### CHALLENGE
Write every line of the material out exactly as shown.
== RECORDS SHOWN ==
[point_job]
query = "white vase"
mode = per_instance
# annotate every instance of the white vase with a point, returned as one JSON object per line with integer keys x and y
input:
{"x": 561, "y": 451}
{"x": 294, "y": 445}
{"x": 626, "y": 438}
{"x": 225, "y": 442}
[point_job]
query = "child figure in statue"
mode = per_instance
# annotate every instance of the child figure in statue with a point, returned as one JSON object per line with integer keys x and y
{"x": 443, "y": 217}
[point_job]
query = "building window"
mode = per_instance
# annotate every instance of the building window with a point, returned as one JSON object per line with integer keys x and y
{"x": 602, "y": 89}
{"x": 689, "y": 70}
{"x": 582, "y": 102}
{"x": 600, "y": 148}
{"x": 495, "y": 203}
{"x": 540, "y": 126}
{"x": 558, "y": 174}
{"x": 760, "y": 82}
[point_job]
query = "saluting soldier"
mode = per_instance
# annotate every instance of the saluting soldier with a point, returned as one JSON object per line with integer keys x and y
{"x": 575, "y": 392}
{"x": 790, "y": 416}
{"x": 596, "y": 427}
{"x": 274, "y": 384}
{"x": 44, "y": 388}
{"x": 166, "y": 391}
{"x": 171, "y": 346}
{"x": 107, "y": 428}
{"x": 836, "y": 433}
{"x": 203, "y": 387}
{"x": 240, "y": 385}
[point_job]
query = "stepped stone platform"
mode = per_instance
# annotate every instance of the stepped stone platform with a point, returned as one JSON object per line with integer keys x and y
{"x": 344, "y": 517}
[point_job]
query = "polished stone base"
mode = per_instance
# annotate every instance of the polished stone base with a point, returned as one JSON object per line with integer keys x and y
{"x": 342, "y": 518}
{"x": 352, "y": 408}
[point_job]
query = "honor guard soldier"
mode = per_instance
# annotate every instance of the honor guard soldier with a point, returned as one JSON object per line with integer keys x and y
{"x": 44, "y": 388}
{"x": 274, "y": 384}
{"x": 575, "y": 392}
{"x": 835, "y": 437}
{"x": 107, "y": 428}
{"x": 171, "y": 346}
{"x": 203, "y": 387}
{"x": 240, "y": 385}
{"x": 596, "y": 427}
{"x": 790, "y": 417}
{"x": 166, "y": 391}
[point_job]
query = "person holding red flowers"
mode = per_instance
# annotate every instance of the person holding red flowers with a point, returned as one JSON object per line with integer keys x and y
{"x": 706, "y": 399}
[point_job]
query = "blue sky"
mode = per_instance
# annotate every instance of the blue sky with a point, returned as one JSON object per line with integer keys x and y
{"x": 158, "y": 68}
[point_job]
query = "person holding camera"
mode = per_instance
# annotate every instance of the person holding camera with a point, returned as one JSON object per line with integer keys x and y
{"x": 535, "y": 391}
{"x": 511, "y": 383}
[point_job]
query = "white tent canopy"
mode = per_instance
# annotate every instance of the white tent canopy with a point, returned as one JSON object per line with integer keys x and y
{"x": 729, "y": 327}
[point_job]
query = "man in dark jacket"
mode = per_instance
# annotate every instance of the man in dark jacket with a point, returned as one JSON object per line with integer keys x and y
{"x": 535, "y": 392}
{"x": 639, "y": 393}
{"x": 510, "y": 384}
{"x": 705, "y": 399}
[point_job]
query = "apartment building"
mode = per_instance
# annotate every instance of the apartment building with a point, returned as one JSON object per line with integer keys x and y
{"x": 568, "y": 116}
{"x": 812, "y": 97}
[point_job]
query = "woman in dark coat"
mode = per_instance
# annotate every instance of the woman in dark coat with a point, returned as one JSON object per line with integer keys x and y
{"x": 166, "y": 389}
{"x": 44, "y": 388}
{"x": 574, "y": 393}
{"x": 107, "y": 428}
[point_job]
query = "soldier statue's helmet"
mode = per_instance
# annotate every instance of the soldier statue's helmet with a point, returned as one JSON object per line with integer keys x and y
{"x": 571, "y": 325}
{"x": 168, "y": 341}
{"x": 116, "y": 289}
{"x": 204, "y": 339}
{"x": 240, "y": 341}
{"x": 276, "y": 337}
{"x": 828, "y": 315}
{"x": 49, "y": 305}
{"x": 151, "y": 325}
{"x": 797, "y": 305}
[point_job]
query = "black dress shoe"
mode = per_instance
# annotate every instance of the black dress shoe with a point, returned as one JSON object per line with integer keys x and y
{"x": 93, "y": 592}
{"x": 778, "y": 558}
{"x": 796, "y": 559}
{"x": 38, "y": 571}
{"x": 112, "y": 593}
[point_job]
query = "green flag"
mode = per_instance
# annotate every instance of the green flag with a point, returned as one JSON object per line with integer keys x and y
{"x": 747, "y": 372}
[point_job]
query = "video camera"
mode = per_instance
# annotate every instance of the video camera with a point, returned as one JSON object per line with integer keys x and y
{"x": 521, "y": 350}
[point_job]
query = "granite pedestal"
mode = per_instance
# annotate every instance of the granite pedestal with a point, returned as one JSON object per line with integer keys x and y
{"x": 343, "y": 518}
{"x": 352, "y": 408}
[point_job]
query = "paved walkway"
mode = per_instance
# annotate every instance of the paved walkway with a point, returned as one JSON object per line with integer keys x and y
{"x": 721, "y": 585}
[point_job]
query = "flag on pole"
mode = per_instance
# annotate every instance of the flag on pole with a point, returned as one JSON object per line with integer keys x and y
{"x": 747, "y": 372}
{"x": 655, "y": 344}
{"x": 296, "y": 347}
===
### SOLUTION
[point_job]
query = "white vase"
mode = per_instance
# annotate every instance of the white vase with a point, returned as one JSON object per line with integer keys x and y
input:
{"x": 561, "y": 451}
{"x": 294, "y": 445}
{"x": 626, "y": 438}
{"x": 225, "y": 442}
[point_job]
query = "child figure in statue"
mode = per_instance
# annotate every instance of the child figure in statue with a point, returned as one JSON object per line with integer keys x and y
{"x": 443, "y": 217}
[point_job]
query = "building window"
mode = per_instance
# annotate every instance of the building window with a point, returned as one JSON object per line with integer keys x and y
{"x": 602, "y": 89}
{"x": 689, "y": 70}
{"x": 582, "y": 102}
{"x": 600, "y": 148}
{"x": 495, "y": 203}
{"x": 540, "y": 126}
{"x": 558, "y": 174}
{"x": 760, "y": 82}
[point_job]
query = "saluting soldier"
mode = per_instance
# annotate every instance of the saluting soldier with a point, returned as one JSON object per line with integer keys x and y
{"x": 575, "y": 392}
{"x": 790, "y": 416}
{"x": 596, "y": 427}
{"x": 274, "y": 384}
{"x": 44, "y": 388}
{"x": 166, "y": 391}
{"x": 171, "y": 346}
{"x": 107, "y": 428}
{"x": 836, "y": 433}
{"x": 203, "y": 387}
{"x": 240, "y": 385}
[point_job]
query = "stepped stone platform"
mode = per_instance
# annotate every instance of the stepped stone platform with a point, returned as one JSON object per line with integer keys x and y
{"x": 344, "y": 517}
[point_job]
query = "polished stone base"
mode = per_instance
# annotate every instance of the polished stone base with a point, returned as one JSON object per line with integer keys x and y
{"x": 342, "y": 518}
{"x": 352, "y": 408}
[point_job]
query = "honor guard soldier"
mode = per_instance
# annotate every instance of the honor guard soldier with a point, returned as one JSON object per line with integer keys x and y
{"x": 44, "y": 388}
{"x": 274, "y": 384}
{"x": 575, "y": 392}
{"x": 835, "y": 437}
{"x": 107, "y": 428}
{"x": 171, "y": 346}
{"x": 203, "y": 387}
{"x": 240, "y": 385}
{"x": 596, "y": 427}
{"x": 790, "y": 417}
{"x": 166, "y": 391}
[point_job]
query = "person holding red flowers"
mode = per_instance
# annotate every instance of the person holding red flowers with a point, returned as one JSON object per line with integer keys x and y
{"x": 706, "y": 399}
[point_job]
query = "blue sky"
mode = per_instance
# annotate every instance of the blue sky with a point, returned as one JSON object per line with integer keys x and y
{"x": 158, "y": 68}
[point_job]
query = "person holding camera"
mode = per_instance
# annotate every instance of the person holding camera with a point, returned as one JSON object per line with integer keys x and y
{"x": 535, "y": 391}
{"x": 511, "y": 383}
[point_job]
query = "white tent canopy"
mode = per_instance
# annotate every instance of the white tent canopy with a point, returned as one JSON object per line with integer keys x and y
{"x": 729, "y": 327}
[point_job]
query = "man in dark jacket"
mode = per_instance
# annotate every instance of the man in dark jacket with a point, returned as one JSON object per line with integer keys x and y
{"x": 535, "y": 392}
{"x": 639, "y": 393}
{"x": 510, "y": 384}
{"x": 705, "y": 399}
[point_job]
query = "apartment building"
mode = per_instance
# annotate every instance of the apartment building with a point, returned as one JSON object per line with integer keys x and y
{"x": 568, "y": 116}
{"x": 812, "y": 97}
[point_job]
query = "woman in dark coat"
mode = per_instance
# annotate every instance of the woman in dark coat with a point, returned as one JSON object per line with integer keys x and y
{"x": 166, "y": 389}
{"x": 44, "y": 388}
{"x": 574, "y": 393}
{"x": 107, "y": 428}
[point_job]
query = "soldier statue's helmet"
mode = per_instance
# annotate every instance of the soldier statue's helmet with a point, returned as one JSON object per line with integer keys x and y
{"x": 571, "y": 325}
{"x": 168, "y": 341}
{"x": 116, "y": 289}
{"x": 204, "y": 339}
{"x": 240, "y": 341}
{"x": 276, "y": 337}
{"x": 828, "y": 315}
{"x": 49, "y": 305}
{"x": 151, "y": 325}
{"x": 797, "y": 305}
[point_job]
query = "black dress shoe"
mode = per_instance
# annotate every instance of the black dress shoe with a point, returned as one JSON object per line with integer keys x and y
{"x": 93, "y": 592}
{"x": 778, "y": 558}
{"x": 796, "y": 559}
{"x": 38, "y": 571}
{"x": 112, "y": 593}
[point_job]
query = "green flag"
mode = per_instance
# annotate every instance of the green flag with a point, returned as one JSON object per line with integer keys x and y
{"x": 747, "y": 372}
[point_job]
query = "video camera"
mode = per_instance
# annotate every instance of the video camera with a point, returned as one JSON object per line with integer keys x and y
{"x": 521, "y": 350}
[point_job]
query = "granite pedestal"
mode = per_instance
# annotate every instance of the granite pedestal with a point, returned as one JSON object per line with integer keys x and y
{"x": 343, "y": 518}
{"x": 352, "y": 408}
[point_job]
query = "paved walkway"
mode = per_instance
# annotate every instance of the paved walkway with a point, returned as one JSON object per line with integer keys x and y
{"x": 721, "y": 585}
[point_job]
query = "flag on pole"
mode = per_instance
# annotate every instance of the flag on pole with a point, returned as one JSON object per line with integer keys x and y
{"x": 747, "y": 372}
{"x": 655, "y": 344}
{"x": 296, "y": 347}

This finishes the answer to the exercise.